__Exercise__
The data beneath this task has to be reprinted character for character.

__Available data__
Content starts
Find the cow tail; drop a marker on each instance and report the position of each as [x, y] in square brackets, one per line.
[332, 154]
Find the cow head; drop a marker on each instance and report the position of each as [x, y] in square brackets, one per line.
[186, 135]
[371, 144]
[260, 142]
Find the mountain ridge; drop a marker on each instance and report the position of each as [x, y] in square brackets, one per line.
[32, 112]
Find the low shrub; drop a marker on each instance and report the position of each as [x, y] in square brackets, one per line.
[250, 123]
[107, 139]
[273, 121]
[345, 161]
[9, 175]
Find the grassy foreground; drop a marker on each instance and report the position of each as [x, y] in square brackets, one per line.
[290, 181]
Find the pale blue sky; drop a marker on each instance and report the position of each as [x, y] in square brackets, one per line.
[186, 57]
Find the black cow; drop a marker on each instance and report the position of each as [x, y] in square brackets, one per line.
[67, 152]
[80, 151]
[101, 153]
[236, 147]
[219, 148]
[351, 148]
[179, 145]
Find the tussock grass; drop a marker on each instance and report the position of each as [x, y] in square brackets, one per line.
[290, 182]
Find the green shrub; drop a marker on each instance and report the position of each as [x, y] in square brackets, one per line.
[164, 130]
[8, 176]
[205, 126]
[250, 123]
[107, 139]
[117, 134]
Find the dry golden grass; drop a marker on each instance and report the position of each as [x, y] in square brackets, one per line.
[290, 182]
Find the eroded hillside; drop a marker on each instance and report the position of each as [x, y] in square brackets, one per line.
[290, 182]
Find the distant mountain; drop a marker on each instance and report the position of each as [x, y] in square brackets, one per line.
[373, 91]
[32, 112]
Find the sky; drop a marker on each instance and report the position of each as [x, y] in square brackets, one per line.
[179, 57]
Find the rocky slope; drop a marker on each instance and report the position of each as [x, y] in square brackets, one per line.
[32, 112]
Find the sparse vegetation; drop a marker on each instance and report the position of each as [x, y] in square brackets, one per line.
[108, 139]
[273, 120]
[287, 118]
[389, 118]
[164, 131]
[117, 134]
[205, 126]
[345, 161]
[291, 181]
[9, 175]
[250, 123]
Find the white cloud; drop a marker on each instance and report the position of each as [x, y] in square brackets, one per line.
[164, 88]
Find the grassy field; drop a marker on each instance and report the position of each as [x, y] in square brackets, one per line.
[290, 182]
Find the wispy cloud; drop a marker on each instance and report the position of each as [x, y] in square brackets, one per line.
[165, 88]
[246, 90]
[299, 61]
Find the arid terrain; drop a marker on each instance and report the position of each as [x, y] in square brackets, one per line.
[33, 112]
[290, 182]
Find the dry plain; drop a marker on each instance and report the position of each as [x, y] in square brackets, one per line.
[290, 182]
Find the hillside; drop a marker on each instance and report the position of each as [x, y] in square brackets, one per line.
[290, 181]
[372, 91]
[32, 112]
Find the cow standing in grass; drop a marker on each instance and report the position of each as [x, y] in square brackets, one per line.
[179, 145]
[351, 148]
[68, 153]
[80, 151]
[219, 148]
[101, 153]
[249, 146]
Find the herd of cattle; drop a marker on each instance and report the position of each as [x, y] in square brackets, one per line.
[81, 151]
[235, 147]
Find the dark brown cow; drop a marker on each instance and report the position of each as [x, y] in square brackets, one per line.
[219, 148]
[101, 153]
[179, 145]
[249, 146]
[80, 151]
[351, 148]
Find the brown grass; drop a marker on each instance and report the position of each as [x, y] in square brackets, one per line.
Content ends
__Answer for this exercise__
Find the cow tail; drop a marker on each instance and report the position of each as [x, y] in square brackets, one per line.
[332, 154]
Find the cow head; drop a marker on each instance and report the position of each as [x, y] in square brackets, one per line.
[186, 135]
[371, 144]
[260, 142]
Find the mountain ridge; drop a marker on each instance and report the position of each as [x, y] in square brackets, one per line.
[32, 112]
Find the low shrub; drop a marker on each instance and report the position of each as [x, y] in square brackets, one per line.
[250, 123]
[107, 139]
[273, 121]
[345, 161]
[9, 175]
Find the grassy foreground; drop a marker on each instance and report the position of each as [x, y] in square brackets, one per line.
[290, 181]
Find the pale blue sky; drop a marker on each instance and report the position of each as [x, y] in square brackets, one per line.
[186, 57]
Find the black cow; drop a marker on each instance and report the position of each as [x, y] in square brackets, one per line.
[67, 152]
[80, 151]
[101, 153]
[236, 147]
[219, 148]
[351, 148]
[179, 145]
Find the tussock grass; drop a marker on each instance and report the position of each as [x, y] in square brackets, one per line.
[290, 182]
Find the green shrub; drop a marker on each instance and report the position of each as [x, y] in square brackets, one per line.
[164, 130]
[8, 176]
[205, 126]
[250, 123]
[107, 139]
[117, 134]
Find the dry golden grass; drop a marker on each instance and report the position of each as [x, y] in square brackets, one per line.
[290, 182]
Find the eroded hillside; drop a marker on each instance and report the position of each as [x, y] in square brackets, one per line.
[290, 182]
Find the distant mountain; drop a marker on each instance and report the position of each as [x, y] in square brackets, one per line.
[373, 91]
[32, 112]
Find the sky; drop a marker on each instance and report the position of each as [x, y] in square brackets, one per line.
[179, 57]
Find the rocky slope; drop a marker on each instance and report the position of each as [x, y] in square brackets, one per line.
[32, 112]
Find the sparse vegetation; drop a marker on each instance and report the position of each as [x, y] in square brackets, one per line.
[108, 139]
[273, 120]
[287, 118]
[389, 118]
[164, 131]
[117, 134]
[205, 126]
[345, 161]
[291, 181]
[9, 175]
[250, 123]
Find the white cloud; drop a marker on each instance and report the position of each as [x, y] in square brackets, one per line.
[164, 88]
Find the grassy field; drop a marker on each instance and report the position of each as [x, y] in square brackets, one per line.
[290, 182]
Find the wispy cloud; drop a marker on each instance and report the position of each as [x, y] in square brackets, one per line.
[165, 88]
[246, 90]
[299, 61]
Find the arid terrain; drop a marker on each instance and report the position of each as [x, y] in square brackets, one per line.
[33, 112]
[290, 182]
Find the dry plain; drop a marker on each instance and report the position of each as [x, y] in square brackets, one per line.
[290, 182]
Find the hillside; drop a marker on each instance and report the position of each as [x, y] in square brackets, one per line.
[290, 181]
[372, 91]
[32, 112]
Find the cow standing in grass; drop a marker on each instance and report the position of each as [x, y] in square brackets, one per line.
[179, 145]
[351, 148]
[68, 153]
[80, 151]
[219, 148]
[101, 153]
[249, 146]
Find the herd of cattle; drop a marker on each instance and report the position of each as [x, y] in square brackets, one per line.
[81, 151]
[235, 147]
Find the dark brown cow; drop a marker on each instance and report the position of each as [x, y] in square brackets, one per line.
[219, 148]
[101, 153]
[179, 145]
[249, 146]
[80, 151]
[351, 148]
Find the brown grass; drop a marker on each instance and report the position of each as [x, y] in square brackets, one per line.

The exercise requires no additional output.